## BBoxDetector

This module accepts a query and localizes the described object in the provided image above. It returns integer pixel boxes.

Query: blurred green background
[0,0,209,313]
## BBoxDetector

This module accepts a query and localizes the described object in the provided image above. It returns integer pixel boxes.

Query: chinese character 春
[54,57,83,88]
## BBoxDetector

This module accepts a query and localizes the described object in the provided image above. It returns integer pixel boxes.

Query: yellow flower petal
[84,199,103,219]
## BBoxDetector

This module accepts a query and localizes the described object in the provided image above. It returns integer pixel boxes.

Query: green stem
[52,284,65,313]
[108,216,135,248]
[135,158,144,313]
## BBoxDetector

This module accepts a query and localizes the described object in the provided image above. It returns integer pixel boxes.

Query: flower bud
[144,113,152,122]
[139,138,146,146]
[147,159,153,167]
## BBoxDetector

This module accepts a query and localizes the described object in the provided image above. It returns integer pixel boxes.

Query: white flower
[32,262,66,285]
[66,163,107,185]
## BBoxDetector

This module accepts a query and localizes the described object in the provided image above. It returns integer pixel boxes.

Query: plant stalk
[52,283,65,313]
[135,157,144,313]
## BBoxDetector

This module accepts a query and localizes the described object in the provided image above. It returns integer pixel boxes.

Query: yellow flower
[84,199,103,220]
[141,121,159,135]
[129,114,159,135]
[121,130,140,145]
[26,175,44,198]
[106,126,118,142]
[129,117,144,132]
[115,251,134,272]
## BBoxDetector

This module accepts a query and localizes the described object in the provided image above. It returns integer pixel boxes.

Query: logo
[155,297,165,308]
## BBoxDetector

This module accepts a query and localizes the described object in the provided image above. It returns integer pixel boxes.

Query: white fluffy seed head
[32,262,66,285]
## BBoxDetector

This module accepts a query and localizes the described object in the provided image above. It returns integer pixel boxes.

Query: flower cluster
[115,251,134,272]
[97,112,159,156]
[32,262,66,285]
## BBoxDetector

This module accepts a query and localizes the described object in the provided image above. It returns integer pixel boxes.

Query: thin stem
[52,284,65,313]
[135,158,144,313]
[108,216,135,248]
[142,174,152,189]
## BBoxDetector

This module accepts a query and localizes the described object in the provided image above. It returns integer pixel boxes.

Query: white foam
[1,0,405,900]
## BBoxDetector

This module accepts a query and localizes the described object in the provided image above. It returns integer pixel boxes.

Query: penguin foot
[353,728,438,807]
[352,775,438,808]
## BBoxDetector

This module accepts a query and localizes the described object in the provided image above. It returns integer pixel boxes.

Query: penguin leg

· · · · · · ·

### Written exercise
Please select every line of the listing above that contains the word "green", matching case exactly.

### Task result
Query: blurred green background
Query: green stem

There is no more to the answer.